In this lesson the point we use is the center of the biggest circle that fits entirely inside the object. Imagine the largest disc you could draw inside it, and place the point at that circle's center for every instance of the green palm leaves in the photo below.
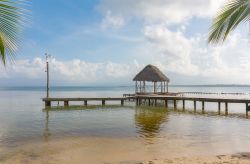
(234, 13)
(11, 21)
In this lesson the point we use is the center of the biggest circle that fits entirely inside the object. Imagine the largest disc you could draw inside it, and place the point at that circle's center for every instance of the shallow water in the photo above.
(23, 120)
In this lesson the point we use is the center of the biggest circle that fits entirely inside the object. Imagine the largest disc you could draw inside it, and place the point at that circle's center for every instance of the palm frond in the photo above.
(233, 13)
(11, 22)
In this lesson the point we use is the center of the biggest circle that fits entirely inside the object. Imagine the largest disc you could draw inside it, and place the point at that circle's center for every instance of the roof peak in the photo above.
(150, 73)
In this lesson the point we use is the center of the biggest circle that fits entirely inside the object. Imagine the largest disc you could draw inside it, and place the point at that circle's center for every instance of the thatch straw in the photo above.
(151, 73)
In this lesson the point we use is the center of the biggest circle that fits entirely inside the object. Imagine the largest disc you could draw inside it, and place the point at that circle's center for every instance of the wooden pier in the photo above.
(66, 101)
(152, 100)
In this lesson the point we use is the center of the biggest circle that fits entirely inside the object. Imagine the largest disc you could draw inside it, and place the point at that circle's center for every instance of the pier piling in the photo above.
(226, 108)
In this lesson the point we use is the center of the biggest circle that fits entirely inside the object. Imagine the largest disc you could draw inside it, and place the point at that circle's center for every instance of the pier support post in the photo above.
(166, 103)
(194, 106)
(226, 108)
(66, 103)
(103, 102)
(175, 105)
(247, 110)
(219, 107)
(183, 105)
(203, 107)
(47, 104)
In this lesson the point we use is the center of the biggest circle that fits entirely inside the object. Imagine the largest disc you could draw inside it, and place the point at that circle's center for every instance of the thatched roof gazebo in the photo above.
(151, 74)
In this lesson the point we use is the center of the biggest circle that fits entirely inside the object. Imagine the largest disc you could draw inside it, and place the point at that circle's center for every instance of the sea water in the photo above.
(23, 120)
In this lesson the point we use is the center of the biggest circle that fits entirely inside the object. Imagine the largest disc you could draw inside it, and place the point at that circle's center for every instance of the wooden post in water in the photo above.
(47, 71)
(66, 103)
(194, 106)
(246, 110)
(166, 103)
(183, 105)
(219, 107)
(175, 105)
(47, 104)
(203, 107)
(226, 108)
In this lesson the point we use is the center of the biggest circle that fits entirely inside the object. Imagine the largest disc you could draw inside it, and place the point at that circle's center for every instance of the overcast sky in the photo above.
(101, 42)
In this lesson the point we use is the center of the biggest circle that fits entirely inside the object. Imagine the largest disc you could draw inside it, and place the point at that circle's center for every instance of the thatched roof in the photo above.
(151, 73)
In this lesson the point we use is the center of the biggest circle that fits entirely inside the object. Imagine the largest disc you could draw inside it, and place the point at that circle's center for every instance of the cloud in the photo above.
(75, 71)
(155, 11)
(180, 55)
(112, 21)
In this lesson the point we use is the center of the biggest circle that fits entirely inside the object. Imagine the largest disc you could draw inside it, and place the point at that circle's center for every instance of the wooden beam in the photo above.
(103, 102)
(203, 106)
(183, 105)
(226, 108)
(194, 106)
(175, 105)
(166, 103)
(47, 104)
(219, 107)
(66, 103)
(247, 108)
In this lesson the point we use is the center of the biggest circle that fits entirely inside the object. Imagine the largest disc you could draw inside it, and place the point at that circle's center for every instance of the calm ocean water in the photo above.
(22, 118)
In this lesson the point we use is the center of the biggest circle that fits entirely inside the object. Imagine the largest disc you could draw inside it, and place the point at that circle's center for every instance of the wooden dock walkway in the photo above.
(85, 100)
(152, 100)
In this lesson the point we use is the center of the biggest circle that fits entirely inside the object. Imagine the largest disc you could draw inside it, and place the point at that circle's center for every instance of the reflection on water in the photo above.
(149, 121)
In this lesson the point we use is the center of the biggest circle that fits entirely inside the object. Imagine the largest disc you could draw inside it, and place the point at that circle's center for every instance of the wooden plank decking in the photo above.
(152, 99)
(85, 100)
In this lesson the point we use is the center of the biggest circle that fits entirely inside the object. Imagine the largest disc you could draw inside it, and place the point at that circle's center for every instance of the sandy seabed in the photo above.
(115, 151)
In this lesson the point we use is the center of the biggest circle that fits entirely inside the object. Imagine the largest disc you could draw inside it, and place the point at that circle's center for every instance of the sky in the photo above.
(107, 42)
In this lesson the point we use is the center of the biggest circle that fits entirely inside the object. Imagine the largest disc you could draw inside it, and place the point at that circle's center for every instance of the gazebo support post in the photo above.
(167, 86)
(144, 86)
(136, 90)
(161, 87)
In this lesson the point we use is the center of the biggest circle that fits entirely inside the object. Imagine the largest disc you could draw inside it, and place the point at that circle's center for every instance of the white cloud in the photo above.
(112, 21)
(69, 72)
(173, 52)
(164, 11)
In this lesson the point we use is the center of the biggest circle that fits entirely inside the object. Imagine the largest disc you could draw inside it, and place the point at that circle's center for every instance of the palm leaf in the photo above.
(233, 13)
(11, 22)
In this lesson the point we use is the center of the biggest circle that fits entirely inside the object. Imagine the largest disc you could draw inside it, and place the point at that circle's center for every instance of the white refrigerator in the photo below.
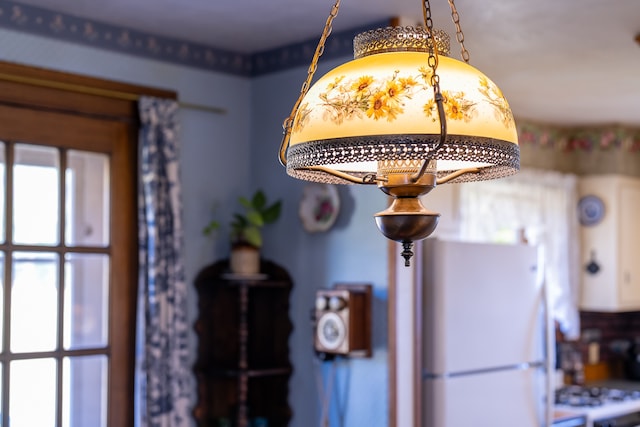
(485, 353)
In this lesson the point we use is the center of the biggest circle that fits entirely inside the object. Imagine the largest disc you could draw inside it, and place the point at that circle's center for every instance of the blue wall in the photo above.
(227, 155)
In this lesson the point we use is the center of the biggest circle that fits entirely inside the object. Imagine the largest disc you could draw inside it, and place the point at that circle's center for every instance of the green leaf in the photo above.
(255, 218)
(259, 200)
(272, 213)
(245, 202)
(253, 236)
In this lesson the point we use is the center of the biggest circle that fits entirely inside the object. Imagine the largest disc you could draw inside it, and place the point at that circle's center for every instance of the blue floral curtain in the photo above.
(162, 376)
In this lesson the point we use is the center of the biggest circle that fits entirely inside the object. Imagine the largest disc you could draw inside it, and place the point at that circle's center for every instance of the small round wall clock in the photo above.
(590, 210)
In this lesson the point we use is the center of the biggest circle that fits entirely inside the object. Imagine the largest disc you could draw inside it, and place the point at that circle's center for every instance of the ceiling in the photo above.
(565, 62)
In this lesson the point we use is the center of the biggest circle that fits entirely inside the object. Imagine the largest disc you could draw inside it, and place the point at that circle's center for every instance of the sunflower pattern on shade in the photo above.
(384, 99)
(497, 100)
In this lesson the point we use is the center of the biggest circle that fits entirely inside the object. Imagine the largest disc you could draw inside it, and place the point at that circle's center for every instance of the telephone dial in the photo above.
(343, 320)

○ ○ ○ ○ ○

Your task: Your job is to copy every entry exactly. Omit the pictures.

Result of this task:
In this lesson the point we use is the center of the biggest circle that fits entirely inside the object. Imagine the largest disc you could draw inside it, and place the point at that circle's center for every instance of the green palm leaves in the photo below.
(234, 13)
(11, 21)
In this lesson the point we use is the center of the biggest circle that fits entirely inside the object. Imagine the largest disc you could draw inside it, and place the point at that circle's center for every instance of the shallow water in the photo above.
(23, 120)
In this lesson the point we use is the center of the biggest circle that fits entirely inside the object. Imagine the largest disc you could draw inside it, and place the point at that circle's center for every instance of the palm frond in the photo above.
(233, 13)
(11, 22)
In this lesson the point we use is the center of the biggest circle that fits entirely inside the object. Imagine the largest disc you could draw inside it, and place the point at that circle's center for every instance of the roof peak in the photo above.
(150, 73)
In this lesson the point we use is the center of the biggest circle that fits entirely inside the object. Imagine the largest disc you could draw inside it, and place the point at that circle's center for every instance of the thatch straw in the photo above.
(151, 73)
In this lesson the point we use is the center of the biggest circle that fits entirely inside the object. Imagine the largest disc you could draw inside it, and place the point at that circle's center for every instance of the wooden pier in the photo above.
(66, 101)
(152, 100)
In this lesson the point we use is the center of the biggest circle that fits entirely inside the object. Imagine the largest disc you could draw inside it, and place the point at that circle's center for every instance of the pier piling in the photo above.
(226, 108)
In this lesson the point we use is the center of the biggest circle that fits entirely inside the object. Imagine the largest disc you could draw inside it, and place the point at that circle's center for every instance of the pier support post in the photo above.
(166, 103)
(194, 106)
(226, 108)
(66, 103)
(103, 102)
(175, 105)
(247, 110)
(219, 107)
(183, 105)
(203, 107)
(47, 104)
In this lesson the point we use is the center of the biggest circle that fits entirely inside the object. Imagine the largest disc you could draw inside it, and place the point at that circle's center for every instance of the thatched roof gazebo in the photo above.
(151, 74)
In this lesson the point we use is the center of the biggest circle that fits entirely inside the object. Imagine the largest disc you could draw inside it, and place the point at that circle's center for every instance of the sea water in the photo above.
(23, 120)
In this lesson the point we use is the center of the biggest circle that fits entirely inside the object. Imagine the largest disc you could draw inside it, and place the point at that circle's center for every instance of the wooden post in water in the photo above.
(47, 71)
(66, 103)
(194, 106)
(246, 110)
(166, 103)
(183, 105)
(219, 107)
(175, 105)
(47, 104)
(203, 107)
(226, 108)
In this lesson the point we use is the center of the biggest circle that fits entirely inside the object. Imagine the largest disc you could draw inside it, and place the point at that circle's center for every instance of the overcast sky in the photo above.
(101, 42)
In this lesson the point we use is the center of the biggest circle that fits entirely inside the object. Imagine the largest disc you could draw inside it, and place the point at that circle's center for every instance of the thatched roof in the photo above.
(151, 73)
In this lesson the point we use is the center of the biggest circle that fits entirely inside the object. Imagine the largest disc you could draw inside it, and place the point at that circle's center for every instance of the cloud in the photo above.
(75, 71)
(155, 11)
(180, 55)
(112, 21)
In this lesson the point we use is the center of the biggest circle that fits entirely inside the object. Imagine the largest disc you could draw inside it, and place the point at that circle's center for every instance of the wooden beam in the photo above.
(103, 102)
(203, 106)
(183, 105)
(226, 108)
(194, 106)
(175, 105)
(166, 103)
(47, 104)
(219, 107)
(66, 103)
(247, 108)
In this lesson the point we use is the center of the biggest circle that fits entirely inside the object. Imagine the largest disc you could draw inside it, and place the point at that circle's center for every instance of the calm ocean water in the photo above.
(22, 118)
In this lesson the point we use is the center of the biggest circle that fits entirely inside the object. Imagine the largest disc you could draw inside it, and place the point at that circle's center for every instance of the wooden dock walkway in the photo above.
(85, 100)
(152, 100)
In this lesson the point we use is the center of the biggest circle that fits entirely inside the object. Imagine the largest disc you could draw inside it, and place the point at that circle's center for every instance of the reflection on water in the photo above.
(149, 121)
In this lesson the point we use is the center of the biggest circle that fits entirely inside the object. Imagine the largest disc you could draw inside it, and place the point at that circle's center for every instance of the wooden plank decking in the photo above.
(152, 99)
(85, 100)
In this lesson the point we use is the center of the biggest circle that fits entirely inside the object. Imagine the largest disc you could draw inside it, and place the point at that circle's center for every instance of the sandy seabed in the photo above.
(115, 151)
In this lesson the point we use is the center of the biggest circle that fits entirely inside the object. Imagine the largest disc you could draw inside it, and place the point at that circle's center for every instance of the sky in the photo above.
(107, 42)
In this lesson the point we use is the center of the biggest circle that fits entirely inside the object. Imagine the largest disc you could draw inside it, and place the point at that circle's center for every instance of the gazebo support post in the photo above.
(167, 86)
(144, 86)
(136, 90)
(161, 87)
In this lesson the point we use is the center of the biggest circle that fits entirely inside the object. Imagine the largest disc you could draw inside it, and place the point at that circle's center for every instance of the white cloud in the photo above.
(112, 21)
(69, 72)
(173, 52)
(164, 11)
In this lesson the point we use is the center of the biggest circle that fits entirely inside the object. Imagine the largest disc you could draw inside it, and place the point at that circle's center for every instance of the palm leaf in the photo above.
(233, 13)
(11, 22)
In this lesson the point we use is the center of the biggest circle that fits entirely inside the object. Imagine the largest disc you could draw inside it, and place the point at that circle's center for every instance of the white refrigerator in the photo below.
(485, 353)
In this lesson the point we use is the center of the biggest circle that fits entirely inside the object. Imagine the largest disc you could draw inside it, and place the point at that circle's center for every instance of the blue wall in the photo above.
(227, 155)
In this lesson the point we use is the center of the biggest circle that fits entirely inside the object. Imagine the largest disc you could draw inside it, and place the point at that circle's center for every instance of the green leaf in the photo above.
(255, 218)
(259, 200)
(272, 213)
(245, 202)
(253, 236)
In this lesson the point we use is the center of the biggest circle that fits entirely inside the object. Imagine the largest disc you could draw inside it, and place the point at that circle's center for every instance of the blue floral curtain in the photo above.
(162, 376)
In this lesson the point we use is the center of the biggest circle that fits entirely inside the object. Imagine the largest disc you could draw inside it, and place the point at that circle's center for every instance of the small round wall clock in the photo above.
(590, 210)
In this lesson the point we use is the center of the biggest circle that fits entirely inside the object. Imagine the largest disc you could draw inside it, and place the point at that circle's center for every instance of the ceiling in the photo above.
(565, 62)
In this lesson the point we use is the center of the biggest circle that fits entirely inside the object. Imagine the largest disc you could draw inside it, and place the point at that circle's center for every instance of the sunflower pattern on shade in the photo above.
(384, 99)
(497, 100)
In this lesson the point we use is the center of the biggest circle that fits entirely inside the object. Imagine the largest disc you could draw inside it, and place the point at that circle's center for every instance of the telephone dial in the photo above.
(343, 320)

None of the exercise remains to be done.